TASK BRIEF:
Begin with the line that holds "Tag the lightning". Write out every line from there to the end of the listing below, word for word.

*** Opening EXERCISE INPUT ***

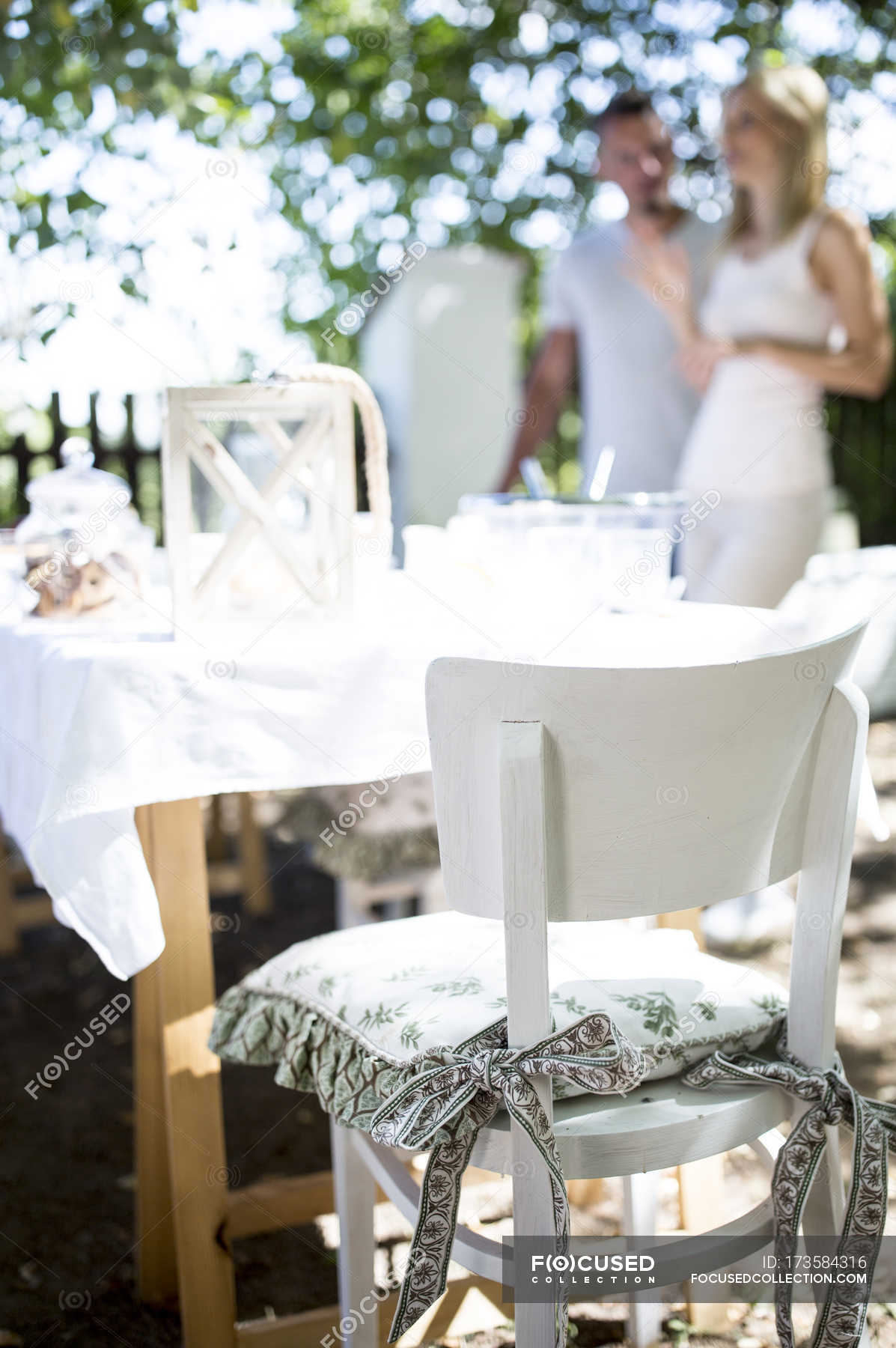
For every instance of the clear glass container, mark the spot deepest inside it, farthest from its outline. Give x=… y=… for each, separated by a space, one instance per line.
x=82 y=544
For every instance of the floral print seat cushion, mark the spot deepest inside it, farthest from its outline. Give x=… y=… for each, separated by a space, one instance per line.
x=341 y=1012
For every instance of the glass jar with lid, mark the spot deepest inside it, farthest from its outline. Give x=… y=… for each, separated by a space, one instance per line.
x=82 y=544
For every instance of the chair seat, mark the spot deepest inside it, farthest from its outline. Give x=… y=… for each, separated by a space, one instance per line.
x=658 y=1125
x=343 y=1014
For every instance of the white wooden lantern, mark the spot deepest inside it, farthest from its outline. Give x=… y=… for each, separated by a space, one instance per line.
x=289 y=525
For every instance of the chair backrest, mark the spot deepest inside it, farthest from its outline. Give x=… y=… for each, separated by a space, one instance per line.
x=650 y=790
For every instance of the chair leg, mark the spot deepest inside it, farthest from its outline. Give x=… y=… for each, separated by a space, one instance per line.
x=532 y=1216
x=355 y=1197
x=639 y=1208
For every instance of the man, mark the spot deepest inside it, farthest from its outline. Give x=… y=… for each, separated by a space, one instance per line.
x=604 y=328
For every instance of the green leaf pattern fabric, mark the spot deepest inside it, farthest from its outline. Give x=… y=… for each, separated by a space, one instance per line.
x=343 y=1012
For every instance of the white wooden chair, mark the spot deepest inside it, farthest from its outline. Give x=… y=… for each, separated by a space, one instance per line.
x=600 y=793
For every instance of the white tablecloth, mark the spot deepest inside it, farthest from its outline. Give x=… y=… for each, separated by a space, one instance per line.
x=97 y=719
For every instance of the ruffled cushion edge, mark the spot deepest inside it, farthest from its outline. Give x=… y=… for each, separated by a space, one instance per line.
x=313 y=1049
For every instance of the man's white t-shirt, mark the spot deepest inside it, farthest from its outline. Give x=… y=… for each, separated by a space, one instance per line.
x=633 y=394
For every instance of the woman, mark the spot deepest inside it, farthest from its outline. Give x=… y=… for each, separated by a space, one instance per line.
x=793 y=310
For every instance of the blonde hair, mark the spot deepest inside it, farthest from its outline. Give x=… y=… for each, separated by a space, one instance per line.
x=796 y=99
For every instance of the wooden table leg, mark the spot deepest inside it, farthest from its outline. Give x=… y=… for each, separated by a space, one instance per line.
x=156 y=1263
x=197 y=1161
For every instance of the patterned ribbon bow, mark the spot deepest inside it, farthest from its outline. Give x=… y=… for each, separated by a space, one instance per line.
x=448 y=1095
x=874 y=1125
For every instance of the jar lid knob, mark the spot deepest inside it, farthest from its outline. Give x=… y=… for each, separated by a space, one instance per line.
x=76 y=452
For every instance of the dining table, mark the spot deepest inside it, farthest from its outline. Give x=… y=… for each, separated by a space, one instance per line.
x=112 y=731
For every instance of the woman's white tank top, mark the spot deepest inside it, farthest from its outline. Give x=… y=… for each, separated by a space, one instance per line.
x=761 y=429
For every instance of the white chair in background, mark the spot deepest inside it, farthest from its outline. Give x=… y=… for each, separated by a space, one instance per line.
x=596 y=795
x=845 y=586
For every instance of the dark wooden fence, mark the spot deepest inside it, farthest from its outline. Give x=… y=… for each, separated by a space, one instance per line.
x=862 y=436
x=126 y=456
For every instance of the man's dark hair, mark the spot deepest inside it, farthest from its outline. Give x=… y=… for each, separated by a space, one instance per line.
x=630 y=103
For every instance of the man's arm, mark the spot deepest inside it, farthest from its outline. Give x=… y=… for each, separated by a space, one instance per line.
x=550 y=379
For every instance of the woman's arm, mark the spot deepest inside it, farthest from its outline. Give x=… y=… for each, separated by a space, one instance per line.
x=841 y=264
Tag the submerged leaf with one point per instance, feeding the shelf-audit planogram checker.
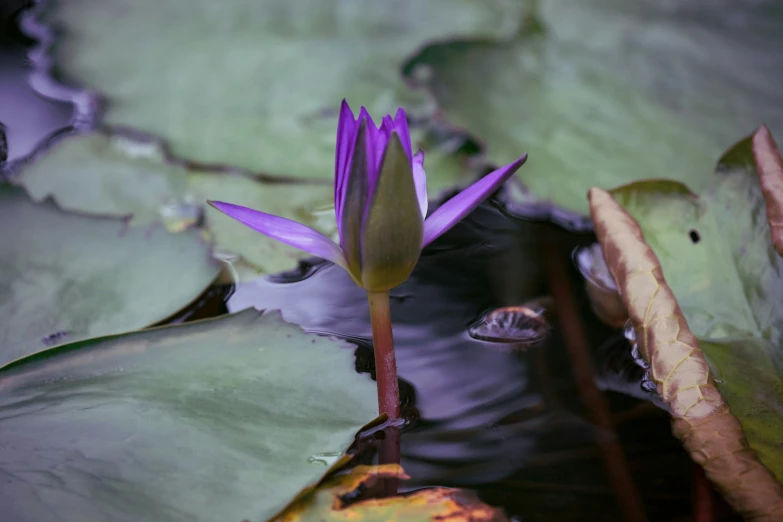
(213, 420)
(702, 420)
(612, 91)
(329, 502)
(256, 84)
(65, 277)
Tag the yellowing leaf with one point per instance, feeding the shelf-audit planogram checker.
(702, 420)
(332, 501)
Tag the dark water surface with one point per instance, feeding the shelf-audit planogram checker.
(505, 417)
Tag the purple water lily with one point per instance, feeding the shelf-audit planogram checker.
(380, 199)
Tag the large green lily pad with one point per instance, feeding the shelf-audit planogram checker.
(65, 277)
(120, 175)
(225, 419)
(612, 91)
(716, 255)
(109, 175)
(256, 84)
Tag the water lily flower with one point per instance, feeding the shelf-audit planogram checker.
(380, 199)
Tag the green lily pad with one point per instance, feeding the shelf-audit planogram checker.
(749, 377)
(612, 91)
(120, 175)
(222, 419)
(65, 277)
(256, 84)
(716, 255)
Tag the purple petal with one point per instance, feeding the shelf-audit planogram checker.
(372, 139)
(346, 129)
(463, 203)
(401, 124)
(284, 230)
(420, 181)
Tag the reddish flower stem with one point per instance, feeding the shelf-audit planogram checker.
(386, 378)
(385, 362)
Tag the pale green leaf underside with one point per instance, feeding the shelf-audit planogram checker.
(86, 276)
(215, 420)
(716, 255)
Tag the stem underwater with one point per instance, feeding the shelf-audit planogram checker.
(386, 378)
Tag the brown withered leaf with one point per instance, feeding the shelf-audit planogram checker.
(339, 499)
(770, 168)
(701, 418)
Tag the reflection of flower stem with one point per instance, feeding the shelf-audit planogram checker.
(385, 362)
(386, 377)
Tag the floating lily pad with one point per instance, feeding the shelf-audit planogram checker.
(256, 84)
(611, 91)
(214, 420)
(716, 255)
(117, 174)
(65, 277)
(108, 175)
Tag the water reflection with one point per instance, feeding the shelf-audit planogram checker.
(483, 413)
(28, 117)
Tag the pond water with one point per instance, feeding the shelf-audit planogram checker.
(511, 411)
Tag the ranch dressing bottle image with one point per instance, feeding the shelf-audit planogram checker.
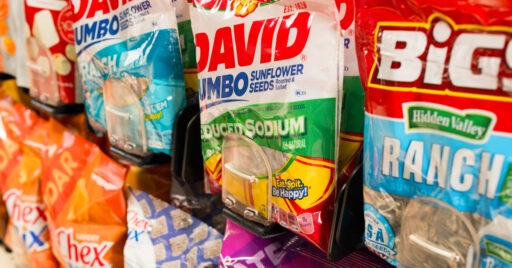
(495, 242)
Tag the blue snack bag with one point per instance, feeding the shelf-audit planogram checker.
(132, 72)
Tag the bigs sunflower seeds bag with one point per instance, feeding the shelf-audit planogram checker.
(51, 56)
(269, 87)
(438, 167)
(132, 73)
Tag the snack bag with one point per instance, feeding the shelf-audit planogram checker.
(437, 182)
(352, 114)
(161, 235)
(16, 122)
(132, 71)
(20, 185)
(19, 31)
(7, 44)
(51, 54)
(242, 248)
(22, 195)
(269, 91)
(86, 208)
(188, 48)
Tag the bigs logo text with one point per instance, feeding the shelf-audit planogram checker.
(82, 254)
(235, 46)
(29, 219)
(441, 55)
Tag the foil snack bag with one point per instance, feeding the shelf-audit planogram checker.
(132, 73)
(437, 177)
(161, 235)
(270, 92)
(86, 207)
(50, 52)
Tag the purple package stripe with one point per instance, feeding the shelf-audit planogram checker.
(179, 240)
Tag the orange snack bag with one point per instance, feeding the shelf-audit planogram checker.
(85, 202)
(20, 185)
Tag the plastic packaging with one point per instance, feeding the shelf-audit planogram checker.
(20, 186)
(437, 133)
(7, 42)
(243, 249)
(270, 92)
(86, 207)
(132, 72)
(352, 115)
(51, 54)
(160, 235)
(20, 31)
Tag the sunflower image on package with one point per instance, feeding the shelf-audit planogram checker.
(132, 73)
(50, 52)
(269, 91)
(161, 235)
(438, 168)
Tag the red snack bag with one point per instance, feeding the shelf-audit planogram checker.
(437, 172)
(85, 202)
(51, 52)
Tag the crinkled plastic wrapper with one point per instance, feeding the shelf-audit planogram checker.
(50, 52)
(161, 235)
(241, 248)
(20, 186)
(86, 207)
(132, 73)
(437, 177)
(7, 41)
(270, 99)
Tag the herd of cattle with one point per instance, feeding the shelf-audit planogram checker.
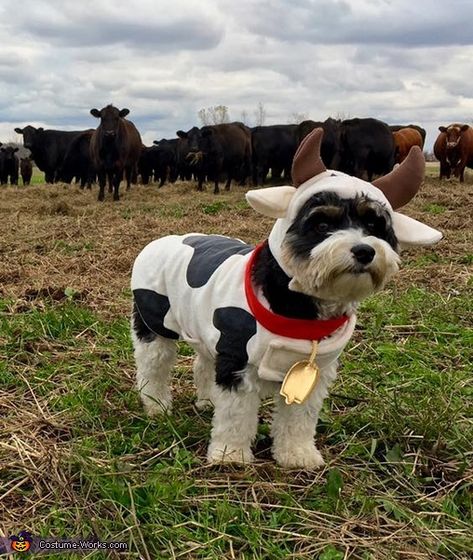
(114, 150)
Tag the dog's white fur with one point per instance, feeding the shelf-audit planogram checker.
(330, 274)
(235, 419)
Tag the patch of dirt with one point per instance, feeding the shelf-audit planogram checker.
(60, 237)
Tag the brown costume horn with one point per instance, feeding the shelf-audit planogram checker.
(402, 184)
(307, 161)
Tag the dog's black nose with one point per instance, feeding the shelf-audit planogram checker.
(363, 253)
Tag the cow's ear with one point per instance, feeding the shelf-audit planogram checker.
(412, 232)
(272, 202)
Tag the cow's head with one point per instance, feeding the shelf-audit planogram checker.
(337, 237)
(453, 134)
(31, 136)
(109, 119)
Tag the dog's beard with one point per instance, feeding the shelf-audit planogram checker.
(332, 273)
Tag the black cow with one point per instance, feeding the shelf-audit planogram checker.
(273, 147)
(26, 170)
(47, 147)
(217, 150)
(115, 147)
(397, 127)
(366, 147)
(146, 164)
(9, 165)
(330, 141)
(166, 160)
(77, 162)
(184, 167)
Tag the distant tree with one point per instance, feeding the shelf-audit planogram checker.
(260, 115)
(297, 118)
(244, 117)
(214, 115)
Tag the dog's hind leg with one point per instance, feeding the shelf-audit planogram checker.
(154, 361)
(204, 379)
(234, 425)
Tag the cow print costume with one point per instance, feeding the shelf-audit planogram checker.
(202, 289)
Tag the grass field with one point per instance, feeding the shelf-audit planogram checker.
(78, 456)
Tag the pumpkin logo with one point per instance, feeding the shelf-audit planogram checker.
(21, 542)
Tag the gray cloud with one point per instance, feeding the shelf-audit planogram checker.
(398, 61)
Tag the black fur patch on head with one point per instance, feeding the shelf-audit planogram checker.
(210, 251)
(325, 213)
(149, 310)
(236, 326)
(274, 283)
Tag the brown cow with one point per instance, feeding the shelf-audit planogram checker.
(454, 149)
(115, 147)
(404, 139)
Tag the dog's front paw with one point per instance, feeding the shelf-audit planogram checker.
(226, 454)
(306, 458)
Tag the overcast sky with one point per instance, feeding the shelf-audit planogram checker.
(402, 61)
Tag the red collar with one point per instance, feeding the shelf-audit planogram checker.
(303, 329)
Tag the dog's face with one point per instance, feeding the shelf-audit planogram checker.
(340, 249)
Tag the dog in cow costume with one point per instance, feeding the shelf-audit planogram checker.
(251, 313)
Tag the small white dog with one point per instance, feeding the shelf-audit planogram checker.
(250, 314)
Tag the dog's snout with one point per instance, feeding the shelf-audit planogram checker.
(363, 253)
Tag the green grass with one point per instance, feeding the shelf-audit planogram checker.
(396, 433)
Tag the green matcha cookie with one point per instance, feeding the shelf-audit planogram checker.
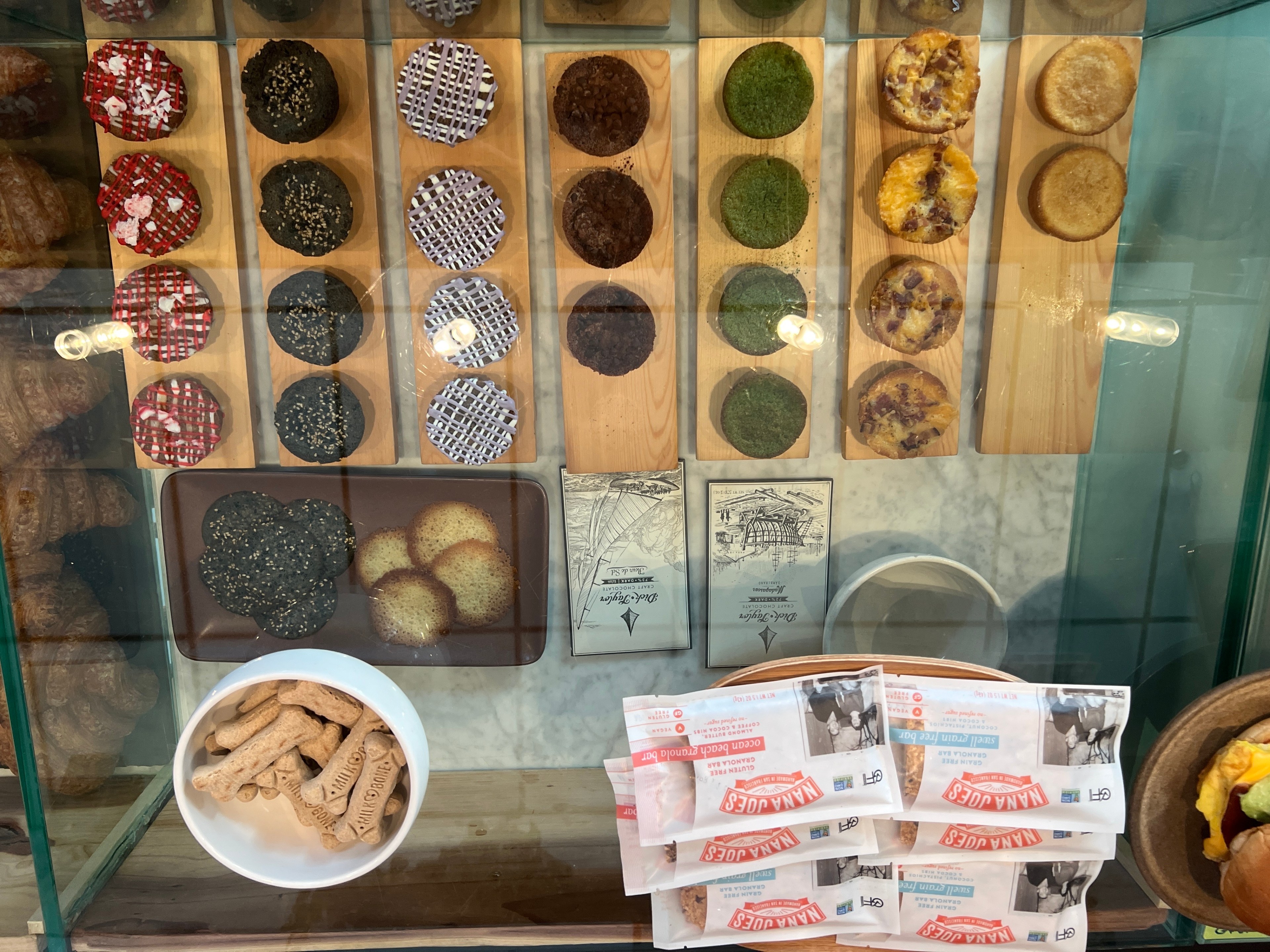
(754, 304)
(765, 204)
(764, 416)
(769, 91)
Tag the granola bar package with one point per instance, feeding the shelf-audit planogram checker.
(652, 869)
(1009, 754)
(1025, 907)
(741, 760)
(801, 902)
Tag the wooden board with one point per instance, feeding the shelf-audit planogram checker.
(349, 150)
(615, 13)
(721, 149)
(1047, 299)
(334, 18)
(497, 154)
(873, 143)
(493, 18)
(882, 17)
(723, 18)
(200, 149)
(1057, 17)
(621, 424)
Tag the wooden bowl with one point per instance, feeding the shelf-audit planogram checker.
(825, 664)
(1165, 828)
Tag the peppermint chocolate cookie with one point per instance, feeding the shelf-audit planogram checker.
(134, 91)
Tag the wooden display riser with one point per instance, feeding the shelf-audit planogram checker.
(200, 149)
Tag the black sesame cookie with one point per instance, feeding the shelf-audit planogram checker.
(316, 317)
(305, 207)
(331, 527)
(320, 419)
(232, 518)
(290, 91)
(304, 616)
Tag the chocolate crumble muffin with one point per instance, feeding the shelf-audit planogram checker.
(611, 331)
(305, 207)
(608, 219)
(290, 92)
(601, 106)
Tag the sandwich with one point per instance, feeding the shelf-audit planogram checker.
(1235, 799)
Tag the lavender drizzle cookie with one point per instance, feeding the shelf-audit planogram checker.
(446, 92)
(456, 220)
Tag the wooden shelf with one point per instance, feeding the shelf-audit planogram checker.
(198, 148)
(721, 149)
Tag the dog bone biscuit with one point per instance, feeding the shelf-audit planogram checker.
(331, 787)
(384, 763)
(324, 746)
(325, 702)
(258, 695)
(232, 734)
(293, 727)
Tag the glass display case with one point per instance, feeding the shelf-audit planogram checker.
(514, 402)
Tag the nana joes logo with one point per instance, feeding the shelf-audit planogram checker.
(966, 931)
(748, 847)
(999, 793)
(777, 914)
(770, 794)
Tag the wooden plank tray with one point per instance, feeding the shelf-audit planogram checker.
(723, 18)
(349, 150)
(873, 144)
(207, 633)
(1047, 298)
(616, 13)
(721, 149)
(497, 154)
(621, 424)
(200, 149)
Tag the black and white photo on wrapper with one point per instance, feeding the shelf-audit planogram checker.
(1080, 727)
(1052, 888)
(840, 715)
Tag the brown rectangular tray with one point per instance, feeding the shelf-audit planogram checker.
(207, 633)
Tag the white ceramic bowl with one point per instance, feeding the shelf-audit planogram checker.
(917, 605)
(262, 840)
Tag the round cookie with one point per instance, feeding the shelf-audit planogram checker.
(446, 92)
(769, 91)
(765, 204)
(169, 313)
(134, 91)
(752, 306)
(232, 518)
(439, 526)
(305, 206)
(302, 617)
(149, 204)
(928, 195)
(764, 416)
(1086, 87)
(916, 306)
(482, 578)
(320, 419)
(456, 219)
(601, 106)
(1079, 195)
(290, 92)
(904, 412)
(409, 607)
(930, 82)
(316, 317)
(331, 527)
(608, 219)
(611, 331)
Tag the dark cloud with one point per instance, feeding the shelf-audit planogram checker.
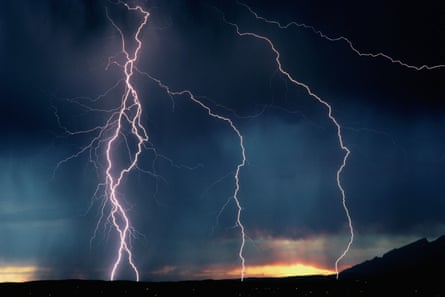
(55, 51)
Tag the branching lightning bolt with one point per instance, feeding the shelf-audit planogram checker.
(239, 166)
(331, 117)
(130, 111)
(108, 136)
(342, 39)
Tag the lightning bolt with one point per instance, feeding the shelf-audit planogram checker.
(129, 113)
(331, 117)
(122, 127)
(341, 39)
(239, 166)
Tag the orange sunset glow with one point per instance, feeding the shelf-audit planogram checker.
(15, 273)
(283, 270)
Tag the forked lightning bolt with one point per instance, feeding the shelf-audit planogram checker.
(331, 117)
(342, 39)
(115, 132)
(239, 166)
(126, 117)
(130, 112)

*** Closing EXERCISE INPUT ***

TASK SOLUTION:
Tag the lightning bolt with one point per instance, feeding the shelf-audit planogram checker.
(129, 113)
(331, 117)
(122, 127)
(341, 39)
(239, 166)
Tag the orange sunset glow with one point per instance, feeding the shelf-audit planogram checker.
(15, 273)
(283, 270)
Tag the forked lightning bolt with one point per instance, feeding the shelf-audit planogram checker.
(331, 117)
(342, 39)
(115, 132)
(239, 166)
(126, 117)
(130, 112)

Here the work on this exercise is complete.